(Dataset records)
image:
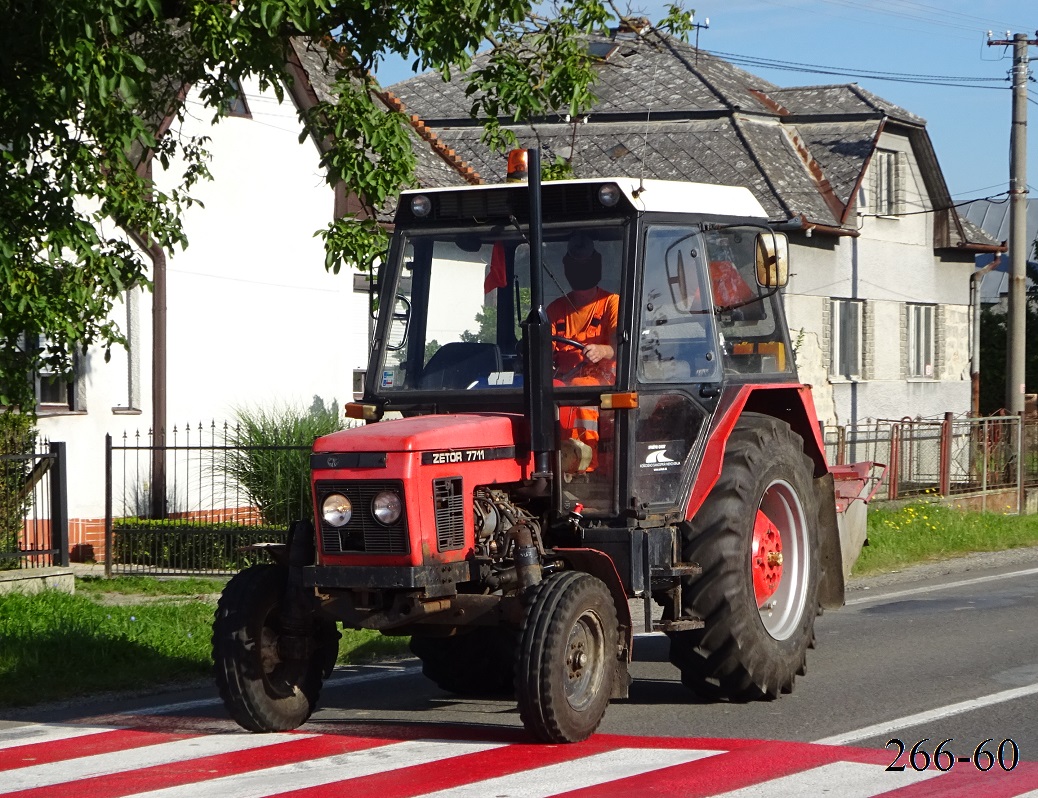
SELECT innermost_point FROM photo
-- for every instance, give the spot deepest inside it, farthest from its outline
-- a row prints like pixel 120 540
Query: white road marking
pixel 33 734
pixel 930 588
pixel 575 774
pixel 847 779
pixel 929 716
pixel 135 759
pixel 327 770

...

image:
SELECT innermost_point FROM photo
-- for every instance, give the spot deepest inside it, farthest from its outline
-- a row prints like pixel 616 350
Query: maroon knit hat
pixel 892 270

# Problem description
Which lines in the entries above contain the string "Query"? Show each one, treating uppercase and lowercase as different.

# Response to the task
Query: white road marking
Query: maroon knit hat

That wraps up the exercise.